GIVEN PROBLEM:
Render every line of the listing below as a JSON list of strings, one string per line, omitting blank lines.

INFORMATION SUPPLIED:
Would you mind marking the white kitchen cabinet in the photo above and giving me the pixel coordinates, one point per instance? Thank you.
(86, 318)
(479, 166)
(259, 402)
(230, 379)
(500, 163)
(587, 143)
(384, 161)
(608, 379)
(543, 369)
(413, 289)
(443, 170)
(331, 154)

RESPONSE TO THIS EXERCISE:
[
  "Would you mind marking the white kitchen cabinet in the photo above and giving me the pixel coordinates, one point per instance? Thank you.",
  "(86, 318)",
  "(479, 166)",
  "(259, 402)",
  "(230, 379)",
  "(500, 163)",
  "(587, 143)",
  "(384, 161)",
  "(608, 379)",
  "(543, 369)",
  "(413, 289)",
  "(443, 170)",
  "(331, 154)"
]